DATA FOR THIS TASK.
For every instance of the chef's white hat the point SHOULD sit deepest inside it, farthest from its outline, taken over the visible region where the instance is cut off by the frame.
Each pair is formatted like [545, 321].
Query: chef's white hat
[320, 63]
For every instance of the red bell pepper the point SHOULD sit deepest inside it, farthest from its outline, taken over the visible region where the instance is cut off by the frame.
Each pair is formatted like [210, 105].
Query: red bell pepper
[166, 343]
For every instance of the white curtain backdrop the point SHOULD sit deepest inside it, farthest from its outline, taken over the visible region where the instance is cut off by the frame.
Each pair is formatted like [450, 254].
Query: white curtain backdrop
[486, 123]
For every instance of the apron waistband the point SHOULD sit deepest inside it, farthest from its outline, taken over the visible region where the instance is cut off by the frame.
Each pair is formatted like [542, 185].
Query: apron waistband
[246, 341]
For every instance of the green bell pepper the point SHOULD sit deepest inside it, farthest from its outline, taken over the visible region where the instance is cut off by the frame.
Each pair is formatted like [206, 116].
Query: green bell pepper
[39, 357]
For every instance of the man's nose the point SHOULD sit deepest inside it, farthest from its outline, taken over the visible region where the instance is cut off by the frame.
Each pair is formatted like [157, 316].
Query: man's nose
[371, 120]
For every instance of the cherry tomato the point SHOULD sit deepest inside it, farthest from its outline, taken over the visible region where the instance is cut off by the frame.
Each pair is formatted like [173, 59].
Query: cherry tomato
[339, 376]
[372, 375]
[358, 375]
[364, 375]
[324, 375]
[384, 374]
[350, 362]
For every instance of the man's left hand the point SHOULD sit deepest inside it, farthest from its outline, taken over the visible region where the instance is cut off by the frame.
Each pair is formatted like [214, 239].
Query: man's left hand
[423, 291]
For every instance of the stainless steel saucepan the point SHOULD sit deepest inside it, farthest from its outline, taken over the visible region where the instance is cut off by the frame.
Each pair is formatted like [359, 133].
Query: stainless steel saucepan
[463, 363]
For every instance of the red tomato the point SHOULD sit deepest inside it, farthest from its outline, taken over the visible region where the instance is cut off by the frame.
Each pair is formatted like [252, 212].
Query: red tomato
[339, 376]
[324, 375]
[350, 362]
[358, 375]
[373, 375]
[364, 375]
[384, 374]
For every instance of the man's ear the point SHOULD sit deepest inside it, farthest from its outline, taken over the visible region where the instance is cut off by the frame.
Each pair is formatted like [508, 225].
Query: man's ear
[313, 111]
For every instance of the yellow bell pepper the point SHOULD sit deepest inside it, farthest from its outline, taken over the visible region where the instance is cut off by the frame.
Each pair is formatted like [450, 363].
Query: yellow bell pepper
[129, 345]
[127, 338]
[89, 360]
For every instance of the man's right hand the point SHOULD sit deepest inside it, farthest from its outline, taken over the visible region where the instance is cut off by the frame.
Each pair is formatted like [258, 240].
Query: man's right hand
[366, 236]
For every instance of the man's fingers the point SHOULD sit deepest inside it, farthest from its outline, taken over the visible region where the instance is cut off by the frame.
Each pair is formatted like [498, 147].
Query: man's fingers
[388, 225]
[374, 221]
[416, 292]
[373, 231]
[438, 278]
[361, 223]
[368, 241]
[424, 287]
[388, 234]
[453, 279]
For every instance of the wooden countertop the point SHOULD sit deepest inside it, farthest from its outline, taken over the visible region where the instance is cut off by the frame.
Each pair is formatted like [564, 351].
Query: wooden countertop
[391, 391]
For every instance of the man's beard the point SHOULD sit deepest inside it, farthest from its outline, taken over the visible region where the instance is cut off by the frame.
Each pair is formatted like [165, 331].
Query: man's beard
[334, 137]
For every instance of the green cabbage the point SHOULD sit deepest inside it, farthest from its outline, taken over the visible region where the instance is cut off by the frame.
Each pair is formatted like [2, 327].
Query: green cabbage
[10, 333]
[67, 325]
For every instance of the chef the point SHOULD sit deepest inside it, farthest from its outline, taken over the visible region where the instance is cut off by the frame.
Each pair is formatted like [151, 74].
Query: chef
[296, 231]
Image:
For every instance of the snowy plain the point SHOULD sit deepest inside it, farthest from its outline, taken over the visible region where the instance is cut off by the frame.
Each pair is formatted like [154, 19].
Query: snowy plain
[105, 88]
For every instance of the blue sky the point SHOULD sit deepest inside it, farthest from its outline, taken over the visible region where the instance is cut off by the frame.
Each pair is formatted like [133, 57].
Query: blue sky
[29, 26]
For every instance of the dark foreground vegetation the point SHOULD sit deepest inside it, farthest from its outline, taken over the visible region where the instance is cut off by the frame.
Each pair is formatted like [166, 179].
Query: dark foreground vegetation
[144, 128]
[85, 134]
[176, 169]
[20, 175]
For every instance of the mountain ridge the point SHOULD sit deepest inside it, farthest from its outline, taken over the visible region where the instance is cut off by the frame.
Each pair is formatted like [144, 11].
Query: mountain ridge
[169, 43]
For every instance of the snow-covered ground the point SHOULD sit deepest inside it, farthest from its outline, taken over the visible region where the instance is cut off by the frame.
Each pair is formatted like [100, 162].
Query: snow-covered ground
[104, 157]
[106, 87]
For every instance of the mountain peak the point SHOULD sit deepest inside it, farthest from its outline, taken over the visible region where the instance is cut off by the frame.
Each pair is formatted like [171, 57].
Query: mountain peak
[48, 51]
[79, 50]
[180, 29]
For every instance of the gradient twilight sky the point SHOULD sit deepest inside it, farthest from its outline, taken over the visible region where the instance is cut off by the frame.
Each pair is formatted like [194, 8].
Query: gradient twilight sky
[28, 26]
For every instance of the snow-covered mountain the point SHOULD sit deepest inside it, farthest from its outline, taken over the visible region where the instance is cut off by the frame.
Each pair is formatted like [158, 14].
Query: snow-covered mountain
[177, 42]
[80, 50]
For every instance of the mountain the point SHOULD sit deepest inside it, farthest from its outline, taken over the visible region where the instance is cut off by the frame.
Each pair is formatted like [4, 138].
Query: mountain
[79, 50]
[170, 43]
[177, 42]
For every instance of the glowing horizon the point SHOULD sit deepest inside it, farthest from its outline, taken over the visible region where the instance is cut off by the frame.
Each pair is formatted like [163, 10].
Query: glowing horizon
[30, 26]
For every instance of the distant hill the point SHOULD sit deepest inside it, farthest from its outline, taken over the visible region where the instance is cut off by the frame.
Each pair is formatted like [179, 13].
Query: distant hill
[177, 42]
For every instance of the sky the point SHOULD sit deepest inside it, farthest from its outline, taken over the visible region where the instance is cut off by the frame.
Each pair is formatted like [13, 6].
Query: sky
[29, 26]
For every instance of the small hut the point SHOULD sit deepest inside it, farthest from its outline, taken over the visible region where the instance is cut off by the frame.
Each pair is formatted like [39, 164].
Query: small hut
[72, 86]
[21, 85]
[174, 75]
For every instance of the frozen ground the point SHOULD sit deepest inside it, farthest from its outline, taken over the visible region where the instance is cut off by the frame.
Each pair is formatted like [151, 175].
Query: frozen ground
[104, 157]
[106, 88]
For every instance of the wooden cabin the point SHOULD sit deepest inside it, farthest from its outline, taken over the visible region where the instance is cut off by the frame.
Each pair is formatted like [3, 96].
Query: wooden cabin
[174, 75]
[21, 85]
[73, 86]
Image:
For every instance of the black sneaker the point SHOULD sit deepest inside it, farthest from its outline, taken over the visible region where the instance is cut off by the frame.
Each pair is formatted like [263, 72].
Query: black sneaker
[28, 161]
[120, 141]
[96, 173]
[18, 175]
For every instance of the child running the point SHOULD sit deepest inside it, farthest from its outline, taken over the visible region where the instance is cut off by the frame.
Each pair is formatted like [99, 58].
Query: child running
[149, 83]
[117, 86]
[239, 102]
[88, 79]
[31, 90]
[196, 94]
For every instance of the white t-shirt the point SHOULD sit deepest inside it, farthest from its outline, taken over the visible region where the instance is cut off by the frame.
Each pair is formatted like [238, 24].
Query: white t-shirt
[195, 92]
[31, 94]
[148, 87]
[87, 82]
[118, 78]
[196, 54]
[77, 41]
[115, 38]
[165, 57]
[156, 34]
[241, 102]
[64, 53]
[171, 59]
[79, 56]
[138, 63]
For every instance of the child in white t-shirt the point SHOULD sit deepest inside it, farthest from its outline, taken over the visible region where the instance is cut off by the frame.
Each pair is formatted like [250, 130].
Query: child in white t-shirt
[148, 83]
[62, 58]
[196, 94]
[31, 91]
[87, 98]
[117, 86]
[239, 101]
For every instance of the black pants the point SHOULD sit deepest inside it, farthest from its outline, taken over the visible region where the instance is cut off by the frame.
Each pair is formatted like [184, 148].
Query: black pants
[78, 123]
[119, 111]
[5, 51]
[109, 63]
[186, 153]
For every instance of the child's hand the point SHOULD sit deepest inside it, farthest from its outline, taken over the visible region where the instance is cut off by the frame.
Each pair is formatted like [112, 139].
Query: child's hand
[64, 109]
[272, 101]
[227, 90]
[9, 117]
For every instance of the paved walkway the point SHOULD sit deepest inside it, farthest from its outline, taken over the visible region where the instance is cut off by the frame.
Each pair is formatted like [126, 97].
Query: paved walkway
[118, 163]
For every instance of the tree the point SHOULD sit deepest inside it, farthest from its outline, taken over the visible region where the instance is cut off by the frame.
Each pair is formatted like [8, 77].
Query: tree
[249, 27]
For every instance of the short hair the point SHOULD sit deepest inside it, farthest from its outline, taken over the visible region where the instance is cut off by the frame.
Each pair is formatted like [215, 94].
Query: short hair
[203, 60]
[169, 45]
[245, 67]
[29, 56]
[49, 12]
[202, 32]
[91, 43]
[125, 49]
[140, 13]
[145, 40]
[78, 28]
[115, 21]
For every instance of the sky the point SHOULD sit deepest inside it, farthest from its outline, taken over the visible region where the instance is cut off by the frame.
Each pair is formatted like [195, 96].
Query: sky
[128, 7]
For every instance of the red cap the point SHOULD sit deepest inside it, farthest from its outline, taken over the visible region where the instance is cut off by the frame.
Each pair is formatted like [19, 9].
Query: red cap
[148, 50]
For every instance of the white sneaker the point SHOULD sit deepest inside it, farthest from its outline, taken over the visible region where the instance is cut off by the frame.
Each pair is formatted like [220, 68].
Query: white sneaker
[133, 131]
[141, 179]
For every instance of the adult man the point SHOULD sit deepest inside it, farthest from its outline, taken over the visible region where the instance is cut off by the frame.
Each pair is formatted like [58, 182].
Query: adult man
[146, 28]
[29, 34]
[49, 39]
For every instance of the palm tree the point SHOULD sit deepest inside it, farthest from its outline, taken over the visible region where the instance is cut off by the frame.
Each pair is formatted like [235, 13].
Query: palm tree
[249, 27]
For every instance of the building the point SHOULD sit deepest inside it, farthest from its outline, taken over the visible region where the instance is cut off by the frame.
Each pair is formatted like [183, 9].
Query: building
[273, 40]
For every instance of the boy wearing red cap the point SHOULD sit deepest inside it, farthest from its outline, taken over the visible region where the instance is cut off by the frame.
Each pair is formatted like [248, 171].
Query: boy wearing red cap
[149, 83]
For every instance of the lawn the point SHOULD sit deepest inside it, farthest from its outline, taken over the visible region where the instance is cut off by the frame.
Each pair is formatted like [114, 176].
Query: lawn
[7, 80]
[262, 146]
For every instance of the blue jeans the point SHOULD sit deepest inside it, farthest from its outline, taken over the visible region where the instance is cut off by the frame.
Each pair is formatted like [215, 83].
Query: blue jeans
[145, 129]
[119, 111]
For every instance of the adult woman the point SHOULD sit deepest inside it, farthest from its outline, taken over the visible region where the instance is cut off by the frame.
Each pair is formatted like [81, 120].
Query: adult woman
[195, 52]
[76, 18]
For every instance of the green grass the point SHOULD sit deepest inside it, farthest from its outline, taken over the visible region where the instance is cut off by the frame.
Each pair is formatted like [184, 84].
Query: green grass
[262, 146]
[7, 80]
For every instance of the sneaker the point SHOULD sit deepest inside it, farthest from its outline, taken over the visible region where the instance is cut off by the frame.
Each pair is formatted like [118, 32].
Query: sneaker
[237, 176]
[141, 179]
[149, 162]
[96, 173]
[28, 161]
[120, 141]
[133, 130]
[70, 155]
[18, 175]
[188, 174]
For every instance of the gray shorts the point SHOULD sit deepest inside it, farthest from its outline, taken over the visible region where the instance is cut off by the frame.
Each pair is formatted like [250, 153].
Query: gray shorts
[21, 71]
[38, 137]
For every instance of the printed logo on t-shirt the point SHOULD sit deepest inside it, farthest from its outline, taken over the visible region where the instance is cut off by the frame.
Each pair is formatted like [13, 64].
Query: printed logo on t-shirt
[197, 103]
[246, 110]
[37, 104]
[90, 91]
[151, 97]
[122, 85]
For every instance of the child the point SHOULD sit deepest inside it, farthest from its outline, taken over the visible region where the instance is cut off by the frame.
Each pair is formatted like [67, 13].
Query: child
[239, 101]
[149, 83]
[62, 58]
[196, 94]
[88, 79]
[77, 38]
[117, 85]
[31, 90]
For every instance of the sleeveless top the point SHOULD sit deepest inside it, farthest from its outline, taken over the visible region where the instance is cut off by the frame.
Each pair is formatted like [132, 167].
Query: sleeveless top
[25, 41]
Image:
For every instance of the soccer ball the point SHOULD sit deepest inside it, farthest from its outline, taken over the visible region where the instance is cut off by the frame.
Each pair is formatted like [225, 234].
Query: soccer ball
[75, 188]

GOAL OF THE EXERCISE.
Copy out word for word every line from the one containing "For every instance of the sleeveless" through the last line of the entries, including both ends.

WORKED SOLUTION.
For every instance of the sleeveless top the point SHOULD sit deepest inside it, farthest from its outline, taken over the visible region where the instance is cut off by the frame.
Each pair is formatted like [132, 167].
Query: sleeveless top
[25, 41]
Image:
For every instance of the soccer ball the point SHOULD sit deepest inside it, farthest from its outline, taken over the visible region where the instance is cut off by the frame.
Each pair is formatted like [225, 234].
Query: soccer ball
[75, 188]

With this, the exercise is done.